• 所附文本:
___
题目大意
给你一个图,每条边有一个代价,让你求0到1在最短路径的前提下的最小代价
解题思路
bfs同时求个最代价
代码
#include<queue>
#include<cstdio>
#include<cstring>
#include<iostream>
#include<algorithm>
#define ll long long
#define N 200
using namespace std;
int n, m, x, y, z, tot, b[N], p[N], v[N], head[N];
queue<int>d;
struct rec
{
int to, l, next;
}a[N*10];
void add(int x, int y, int z)
{
a[++tot].to = y;
a[tot].l = z;
a[tot].next = head[x];
head[x] = tot;
return;
}
void bfs()
{
memset(b, 127/3, sizeof(b));
memset(v, 127/3, sizeof(v));
b[0] = 0;
v[0] = 0;
p[0] = 1;
d.push(0);
while(!d.empty())//bfs
{
int h = d.front();
d.pop();
for (int i = head[h]; i; i = a[i].next)
if (b[h] + 1 < b[a[i].to] || b[h] + 1 == b[a[i].to] && v[h] + a[i].l < v[a[i].to])//没到过或长度一样且代价更小
{
b[a[i].to] = b[h] + 1;
v[a[i].to] = v[h] + a[i].l;
if (!p[a[i].to])
{
d.push(a[i].to);
p[a[i].to] = 1;
}
}
}
return;
}
int main()
{
scanf("%d%d", &n, &m);
for (int i = 1; i <= m; ++i)
{
scanf("%d%d%d", &x, &y, &z);
add(x, y, z);
}
bfs();
printf("%d", v[1]);
return 0;
}
___
• 数据摘录:

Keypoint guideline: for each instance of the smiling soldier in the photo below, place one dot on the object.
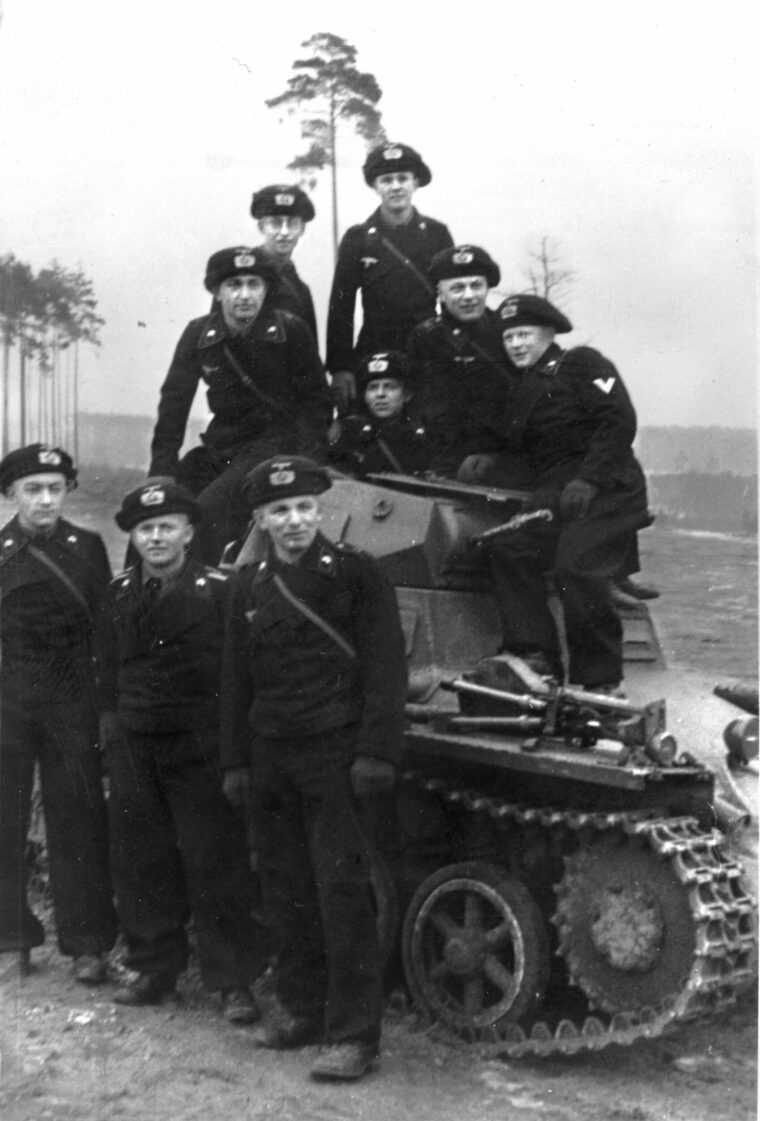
___
• 简短任务:
根据这篇题解回答：
(a) 题目要求求从哪个点到哪个点的最小代价，前提是什么？
(b) 解题思路中采用的是哪种搜索方法？
(c) 程序最后用 printf 输出的是哪个数组元素？

• 练习结果:
(a) 从0到1，前提是走最短路径。
(b) bfs。
(c) v[1]。